* _EXTRACTED MATERIAL_
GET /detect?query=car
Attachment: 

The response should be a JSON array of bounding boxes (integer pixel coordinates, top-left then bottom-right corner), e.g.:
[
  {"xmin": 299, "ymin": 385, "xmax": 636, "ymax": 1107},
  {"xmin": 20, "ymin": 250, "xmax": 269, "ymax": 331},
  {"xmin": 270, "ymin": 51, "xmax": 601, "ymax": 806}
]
* * *
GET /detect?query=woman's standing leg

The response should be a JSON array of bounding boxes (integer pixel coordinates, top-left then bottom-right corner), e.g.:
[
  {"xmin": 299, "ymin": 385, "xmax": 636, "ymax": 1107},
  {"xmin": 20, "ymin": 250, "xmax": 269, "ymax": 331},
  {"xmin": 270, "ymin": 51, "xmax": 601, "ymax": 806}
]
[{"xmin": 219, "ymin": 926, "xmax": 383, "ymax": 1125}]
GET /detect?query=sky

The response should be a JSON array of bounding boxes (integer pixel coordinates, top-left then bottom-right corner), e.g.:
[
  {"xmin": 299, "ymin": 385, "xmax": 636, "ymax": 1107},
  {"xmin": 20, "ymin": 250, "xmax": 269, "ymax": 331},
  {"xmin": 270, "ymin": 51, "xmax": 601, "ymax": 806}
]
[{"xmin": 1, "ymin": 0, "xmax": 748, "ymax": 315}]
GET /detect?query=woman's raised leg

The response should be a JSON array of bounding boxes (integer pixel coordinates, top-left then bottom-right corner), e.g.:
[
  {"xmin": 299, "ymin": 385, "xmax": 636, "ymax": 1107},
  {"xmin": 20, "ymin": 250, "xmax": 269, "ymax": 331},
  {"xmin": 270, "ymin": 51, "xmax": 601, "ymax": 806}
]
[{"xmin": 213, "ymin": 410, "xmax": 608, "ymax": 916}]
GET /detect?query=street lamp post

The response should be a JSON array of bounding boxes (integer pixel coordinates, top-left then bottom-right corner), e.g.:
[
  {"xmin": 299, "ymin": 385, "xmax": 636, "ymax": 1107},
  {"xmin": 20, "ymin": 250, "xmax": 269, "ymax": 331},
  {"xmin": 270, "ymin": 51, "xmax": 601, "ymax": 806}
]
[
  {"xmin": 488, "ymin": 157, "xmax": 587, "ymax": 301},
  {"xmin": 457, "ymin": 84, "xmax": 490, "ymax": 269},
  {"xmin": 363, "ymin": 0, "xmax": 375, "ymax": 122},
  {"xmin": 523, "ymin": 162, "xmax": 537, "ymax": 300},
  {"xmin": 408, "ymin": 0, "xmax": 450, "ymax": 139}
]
...
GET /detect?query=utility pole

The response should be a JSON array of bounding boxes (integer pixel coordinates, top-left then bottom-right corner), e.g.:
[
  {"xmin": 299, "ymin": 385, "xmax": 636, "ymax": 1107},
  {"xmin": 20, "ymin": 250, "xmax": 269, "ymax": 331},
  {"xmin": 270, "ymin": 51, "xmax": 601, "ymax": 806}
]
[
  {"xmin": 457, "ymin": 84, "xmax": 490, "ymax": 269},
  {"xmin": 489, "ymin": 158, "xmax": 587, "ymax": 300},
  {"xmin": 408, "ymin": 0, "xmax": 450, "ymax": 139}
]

* _PROBLEM DETAILS_
Among the records above, find the lines where the word "query" appears and copy them.

* _SOLUTION FOR THIS EXERCISE_
GET /detect?query=car
GET /detect?query=woman's standing leg
GET /detect?query=sky
GET /detect?query=woman's raised leg
GET /detect?query=street lamp post
GET /detect?query=utility pole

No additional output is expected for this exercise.